BEGIN Dataset entries

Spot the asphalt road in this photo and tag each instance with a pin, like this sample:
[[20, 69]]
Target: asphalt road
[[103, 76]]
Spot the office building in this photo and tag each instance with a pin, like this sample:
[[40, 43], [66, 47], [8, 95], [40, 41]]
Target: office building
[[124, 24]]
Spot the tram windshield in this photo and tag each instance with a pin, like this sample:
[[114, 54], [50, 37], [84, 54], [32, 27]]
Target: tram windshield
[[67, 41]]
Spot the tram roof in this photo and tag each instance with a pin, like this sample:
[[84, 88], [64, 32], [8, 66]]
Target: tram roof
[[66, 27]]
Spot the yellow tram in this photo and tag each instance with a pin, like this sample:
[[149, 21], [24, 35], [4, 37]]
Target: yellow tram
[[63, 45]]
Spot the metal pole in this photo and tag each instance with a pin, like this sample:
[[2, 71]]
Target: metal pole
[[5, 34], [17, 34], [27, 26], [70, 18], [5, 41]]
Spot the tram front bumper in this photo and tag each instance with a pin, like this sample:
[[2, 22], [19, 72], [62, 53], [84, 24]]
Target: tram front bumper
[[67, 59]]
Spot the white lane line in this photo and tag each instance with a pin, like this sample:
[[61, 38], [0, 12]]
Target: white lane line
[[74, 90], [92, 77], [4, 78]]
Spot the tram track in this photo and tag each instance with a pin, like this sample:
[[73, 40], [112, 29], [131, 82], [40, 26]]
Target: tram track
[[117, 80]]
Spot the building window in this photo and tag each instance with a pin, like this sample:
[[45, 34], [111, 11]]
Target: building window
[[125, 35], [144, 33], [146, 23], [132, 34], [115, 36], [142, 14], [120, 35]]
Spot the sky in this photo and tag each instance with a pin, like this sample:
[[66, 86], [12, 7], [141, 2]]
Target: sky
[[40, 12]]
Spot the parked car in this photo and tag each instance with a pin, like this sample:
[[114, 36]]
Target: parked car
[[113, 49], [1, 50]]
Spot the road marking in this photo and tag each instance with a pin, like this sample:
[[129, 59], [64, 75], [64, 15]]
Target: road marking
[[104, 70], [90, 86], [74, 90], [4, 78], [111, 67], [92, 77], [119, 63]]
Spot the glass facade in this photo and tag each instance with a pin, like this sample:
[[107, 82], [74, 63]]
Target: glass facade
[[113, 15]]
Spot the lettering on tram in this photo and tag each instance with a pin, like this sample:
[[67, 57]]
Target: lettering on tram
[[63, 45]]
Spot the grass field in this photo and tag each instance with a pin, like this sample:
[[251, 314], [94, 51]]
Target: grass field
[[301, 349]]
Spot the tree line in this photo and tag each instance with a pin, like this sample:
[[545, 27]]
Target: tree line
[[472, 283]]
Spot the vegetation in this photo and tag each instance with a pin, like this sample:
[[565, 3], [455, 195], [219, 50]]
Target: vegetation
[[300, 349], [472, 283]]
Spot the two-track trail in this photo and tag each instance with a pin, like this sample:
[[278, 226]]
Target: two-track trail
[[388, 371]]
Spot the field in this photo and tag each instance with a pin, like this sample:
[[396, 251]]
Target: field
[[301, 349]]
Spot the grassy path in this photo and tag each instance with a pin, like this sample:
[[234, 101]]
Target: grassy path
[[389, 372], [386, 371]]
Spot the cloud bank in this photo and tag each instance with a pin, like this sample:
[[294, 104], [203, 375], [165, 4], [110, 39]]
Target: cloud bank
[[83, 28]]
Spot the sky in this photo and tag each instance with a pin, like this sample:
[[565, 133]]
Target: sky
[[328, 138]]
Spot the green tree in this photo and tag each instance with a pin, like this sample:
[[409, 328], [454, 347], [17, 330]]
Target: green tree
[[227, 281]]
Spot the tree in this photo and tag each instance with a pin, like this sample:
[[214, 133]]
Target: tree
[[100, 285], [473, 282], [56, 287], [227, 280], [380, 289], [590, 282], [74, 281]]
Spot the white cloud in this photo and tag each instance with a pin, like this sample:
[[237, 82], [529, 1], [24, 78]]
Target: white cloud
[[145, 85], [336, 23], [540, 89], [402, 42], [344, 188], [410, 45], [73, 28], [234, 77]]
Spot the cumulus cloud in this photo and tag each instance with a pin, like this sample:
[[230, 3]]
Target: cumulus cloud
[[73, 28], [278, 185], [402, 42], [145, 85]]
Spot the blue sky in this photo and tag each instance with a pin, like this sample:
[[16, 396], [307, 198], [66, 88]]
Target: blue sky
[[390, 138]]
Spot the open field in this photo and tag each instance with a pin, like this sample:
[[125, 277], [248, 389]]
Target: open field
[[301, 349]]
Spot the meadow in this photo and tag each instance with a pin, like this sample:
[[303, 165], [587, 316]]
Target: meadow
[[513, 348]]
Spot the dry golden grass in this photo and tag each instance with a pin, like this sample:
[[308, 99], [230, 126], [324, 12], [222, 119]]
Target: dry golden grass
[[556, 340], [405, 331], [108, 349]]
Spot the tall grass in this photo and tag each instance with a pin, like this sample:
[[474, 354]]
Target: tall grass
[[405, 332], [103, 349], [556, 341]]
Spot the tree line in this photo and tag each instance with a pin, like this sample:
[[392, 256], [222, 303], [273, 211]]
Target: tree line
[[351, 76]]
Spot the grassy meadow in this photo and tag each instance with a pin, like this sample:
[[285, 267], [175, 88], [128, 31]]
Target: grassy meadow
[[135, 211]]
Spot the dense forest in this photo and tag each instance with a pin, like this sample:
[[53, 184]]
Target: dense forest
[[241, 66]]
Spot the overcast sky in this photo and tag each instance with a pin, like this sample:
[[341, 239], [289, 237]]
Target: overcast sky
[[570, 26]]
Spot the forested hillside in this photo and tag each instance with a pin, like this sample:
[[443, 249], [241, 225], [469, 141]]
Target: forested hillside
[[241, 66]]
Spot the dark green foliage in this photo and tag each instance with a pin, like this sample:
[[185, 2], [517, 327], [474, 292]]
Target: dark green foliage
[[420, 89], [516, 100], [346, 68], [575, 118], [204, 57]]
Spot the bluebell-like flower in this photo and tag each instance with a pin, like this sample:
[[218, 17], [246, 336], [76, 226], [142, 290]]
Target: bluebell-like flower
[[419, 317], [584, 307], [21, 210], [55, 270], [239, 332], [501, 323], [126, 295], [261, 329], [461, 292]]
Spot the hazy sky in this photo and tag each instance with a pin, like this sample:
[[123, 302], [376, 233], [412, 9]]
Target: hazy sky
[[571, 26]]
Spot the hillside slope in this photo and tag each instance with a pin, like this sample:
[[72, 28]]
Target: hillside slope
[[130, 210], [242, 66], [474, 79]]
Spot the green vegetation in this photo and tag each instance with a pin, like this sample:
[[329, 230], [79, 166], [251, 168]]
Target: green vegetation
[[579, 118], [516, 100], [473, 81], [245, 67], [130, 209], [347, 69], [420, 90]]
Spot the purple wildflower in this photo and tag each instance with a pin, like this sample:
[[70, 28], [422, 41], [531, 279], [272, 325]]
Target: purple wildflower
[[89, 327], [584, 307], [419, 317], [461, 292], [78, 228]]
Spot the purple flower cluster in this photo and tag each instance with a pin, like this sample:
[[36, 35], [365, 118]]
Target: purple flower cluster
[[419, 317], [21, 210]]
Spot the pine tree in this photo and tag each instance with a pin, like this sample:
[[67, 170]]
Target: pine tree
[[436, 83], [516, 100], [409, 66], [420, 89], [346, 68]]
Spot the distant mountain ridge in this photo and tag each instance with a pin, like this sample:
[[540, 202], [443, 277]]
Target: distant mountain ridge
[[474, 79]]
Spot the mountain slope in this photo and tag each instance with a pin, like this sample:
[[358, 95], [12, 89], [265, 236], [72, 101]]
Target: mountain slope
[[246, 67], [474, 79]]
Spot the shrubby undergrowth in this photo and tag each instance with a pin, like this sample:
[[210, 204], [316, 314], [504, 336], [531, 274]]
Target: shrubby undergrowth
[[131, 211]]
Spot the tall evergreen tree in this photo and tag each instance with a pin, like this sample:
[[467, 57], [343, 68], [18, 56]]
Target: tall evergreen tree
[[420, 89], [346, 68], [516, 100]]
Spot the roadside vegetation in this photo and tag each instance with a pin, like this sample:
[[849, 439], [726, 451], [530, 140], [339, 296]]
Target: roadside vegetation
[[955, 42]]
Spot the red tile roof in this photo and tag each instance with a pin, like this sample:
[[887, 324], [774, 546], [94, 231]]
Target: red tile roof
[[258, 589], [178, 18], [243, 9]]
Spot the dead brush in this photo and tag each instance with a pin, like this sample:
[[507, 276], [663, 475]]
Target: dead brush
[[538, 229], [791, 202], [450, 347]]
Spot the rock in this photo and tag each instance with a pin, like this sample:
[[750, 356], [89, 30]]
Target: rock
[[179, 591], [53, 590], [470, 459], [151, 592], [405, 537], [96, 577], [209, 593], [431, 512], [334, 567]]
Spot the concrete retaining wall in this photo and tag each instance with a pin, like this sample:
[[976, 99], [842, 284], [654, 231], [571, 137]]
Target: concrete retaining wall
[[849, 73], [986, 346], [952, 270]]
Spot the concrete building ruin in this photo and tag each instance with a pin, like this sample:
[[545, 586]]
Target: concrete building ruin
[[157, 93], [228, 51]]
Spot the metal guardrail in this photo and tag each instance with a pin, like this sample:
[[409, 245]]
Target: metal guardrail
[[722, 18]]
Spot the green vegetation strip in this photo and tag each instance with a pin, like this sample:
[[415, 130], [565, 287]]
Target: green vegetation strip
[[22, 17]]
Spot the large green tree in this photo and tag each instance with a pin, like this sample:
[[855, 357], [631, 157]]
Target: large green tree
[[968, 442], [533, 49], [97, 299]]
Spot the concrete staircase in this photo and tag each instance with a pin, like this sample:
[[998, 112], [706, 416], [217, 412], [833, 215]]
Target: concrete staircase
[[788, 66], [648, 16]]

END Dataset entries

### Task to carry out
Begin at the line that has "Spot the cloud" and stop after the line that has "[[328, 138]]". Rewrite those lines with "cloud bank" changed to "fog bank" and everything else left as it is.

### Exercise output
Spot the fog bank in this photo and tag each instance with a pin, like this sample:
[[294, 104], [203, 375], [165, 4], [110, 39]]
Target: fog bank
[[83, 28]]
Spot the sky in this photo and tag each instance with a pin, like this sample:
[[565, 133]]
Target: sky
[[328, 138]]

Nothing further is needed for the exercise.